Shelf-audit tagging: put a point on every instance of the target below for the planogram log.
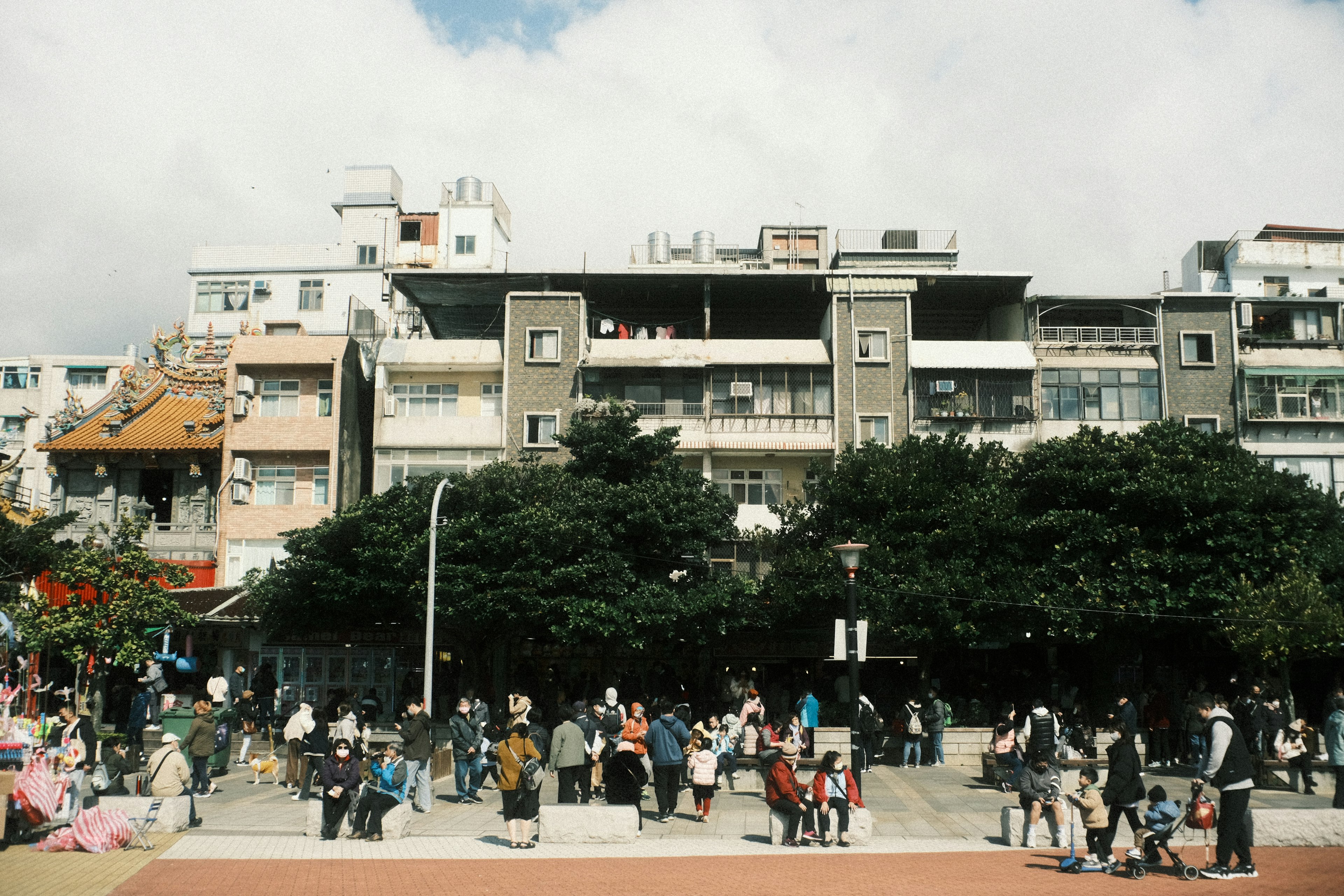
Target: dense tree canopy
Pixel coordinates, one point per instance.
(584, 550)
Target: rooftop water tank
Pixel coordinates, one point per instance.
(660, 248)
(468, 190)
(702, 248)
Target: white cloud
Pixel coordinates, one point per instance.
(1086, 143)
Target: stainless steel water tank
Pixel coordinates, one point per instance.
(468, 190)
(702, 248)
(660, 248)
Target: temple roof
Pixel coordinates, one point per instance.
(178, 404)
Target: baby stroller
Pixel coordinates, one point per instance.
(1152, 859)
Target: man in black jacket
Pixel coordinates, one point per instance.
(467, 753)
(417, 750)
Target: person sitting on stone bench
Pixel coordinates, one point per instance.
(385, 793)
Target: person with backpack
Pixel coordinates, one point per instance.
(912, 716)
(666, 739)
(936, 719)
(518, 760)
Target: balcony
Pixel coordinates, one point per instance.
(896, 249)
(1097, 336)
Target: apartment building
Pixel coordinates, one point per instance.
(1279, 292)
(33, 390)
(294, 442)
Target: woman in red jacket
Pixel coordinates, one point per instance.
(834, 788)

*-*-*

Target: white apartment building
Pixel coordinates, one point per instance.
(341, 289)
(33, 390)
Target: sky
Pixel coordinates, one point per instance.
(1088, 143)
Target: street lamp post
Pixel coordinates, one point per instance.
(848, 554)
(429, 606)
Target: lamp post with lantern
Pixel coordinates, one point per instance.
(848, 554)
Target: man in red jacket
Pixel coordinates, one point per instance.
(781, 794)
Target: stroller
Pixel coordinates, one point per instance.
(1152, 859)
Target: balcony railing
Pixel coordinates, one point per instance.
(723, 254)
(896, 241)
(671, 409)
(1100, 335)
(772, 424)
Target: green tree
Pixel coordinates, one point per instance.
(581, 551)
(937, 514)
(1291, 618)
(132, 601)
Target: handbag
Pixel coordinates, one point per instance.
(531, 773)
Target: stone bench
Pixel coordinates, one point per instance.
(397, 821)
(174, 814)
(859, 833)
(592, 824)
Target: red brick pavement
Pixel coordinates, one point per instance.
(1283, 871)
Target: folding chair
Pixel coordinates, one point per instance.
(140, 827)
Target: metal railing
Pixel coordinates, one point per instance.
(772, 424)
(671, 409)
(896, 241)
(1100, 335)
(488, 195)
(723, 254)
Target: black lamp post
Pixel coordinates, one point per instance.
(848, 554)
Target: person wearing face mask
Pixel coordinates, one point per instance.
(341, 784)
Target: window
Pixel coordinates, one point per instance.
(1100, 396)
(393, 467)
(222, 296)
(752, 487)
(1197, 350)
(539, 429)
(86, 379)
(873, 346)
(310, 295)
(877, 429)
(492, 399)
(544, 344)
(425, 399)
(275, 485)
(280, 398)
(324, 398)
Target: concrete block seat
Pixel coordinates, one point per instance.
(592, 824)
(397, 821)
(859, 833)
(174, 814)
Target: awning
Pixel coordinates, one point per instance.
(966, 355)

*-*-*

» **What to work on**
Among the records above, find the lines that contain "tank" and copy every one.

» **Result of this exercise**
Target: rooftop water tank
Target: stainless steel water tank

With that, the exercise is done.